> THE TASK: State how many lines in the records below contain the string "coords", treating uppercase and lowercase as distinct. Respond with the number alone.

--- Start ---

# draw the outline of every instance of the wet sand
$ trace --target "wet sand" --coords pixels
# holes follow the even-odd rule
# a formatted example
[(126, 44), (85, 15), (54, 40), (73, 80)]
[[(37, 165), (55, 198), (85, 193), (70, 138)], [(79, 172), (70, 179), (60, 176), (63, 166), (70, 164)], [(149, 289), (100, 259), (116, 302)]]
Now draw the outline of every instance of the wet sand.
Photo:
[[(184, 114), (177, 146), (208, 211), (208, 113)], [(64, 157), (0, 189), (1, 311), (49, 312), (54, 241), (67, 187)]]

--- End ---
--- Start ---

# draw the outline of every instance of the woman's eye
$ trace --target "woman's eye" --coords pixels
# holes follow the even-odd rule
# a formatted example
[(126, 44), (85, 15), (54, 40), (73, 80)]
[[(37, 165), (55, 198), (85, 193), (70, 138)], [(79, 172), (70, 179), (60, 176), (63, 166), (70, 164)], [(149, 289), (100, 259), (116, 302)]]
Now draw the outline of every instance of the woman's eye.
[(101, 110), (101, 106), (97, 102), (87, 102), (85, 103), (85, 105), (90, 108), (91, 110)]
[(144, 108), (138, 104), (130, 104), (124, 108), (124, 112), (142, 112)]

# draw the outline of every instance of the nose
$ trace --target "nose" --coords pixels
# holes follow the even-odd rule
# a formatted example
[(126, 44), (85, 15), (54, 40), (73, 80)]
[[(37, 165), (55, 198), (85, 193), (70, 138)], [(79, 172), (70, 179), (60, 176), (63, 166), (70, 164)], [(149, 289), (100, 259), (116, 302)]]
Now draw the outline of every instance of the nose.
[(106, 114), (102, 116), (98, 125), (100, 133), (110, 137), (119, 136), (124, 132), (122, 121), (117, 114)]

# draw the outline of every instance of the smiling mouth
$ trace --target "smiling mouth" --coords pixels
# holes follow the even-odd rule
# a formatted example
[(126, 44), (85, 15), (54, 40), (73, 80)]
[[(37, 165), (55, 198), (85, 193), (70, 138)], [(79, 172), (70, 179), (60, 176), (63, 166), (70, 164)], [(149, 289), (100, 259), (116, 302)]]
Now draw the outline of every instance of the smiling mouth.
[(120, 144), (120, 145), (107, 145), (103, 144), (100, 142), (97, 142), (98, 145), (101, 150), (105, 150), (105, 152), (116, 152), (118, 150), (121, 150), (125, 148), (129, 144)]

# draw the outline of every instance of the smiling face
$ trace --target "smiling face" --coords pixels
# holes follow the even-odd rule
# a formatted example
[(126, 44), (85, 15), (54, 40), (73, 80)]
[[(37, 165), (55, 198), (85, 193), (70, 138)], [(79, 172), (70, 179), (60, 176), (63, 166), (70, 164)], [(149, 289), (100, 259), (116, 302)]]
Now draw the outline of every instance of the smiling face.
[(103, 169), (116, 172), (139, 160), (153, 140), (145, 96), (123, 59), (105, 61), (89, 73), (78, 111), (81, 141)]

--- End ---

> EXERCISE SOLUTION: 5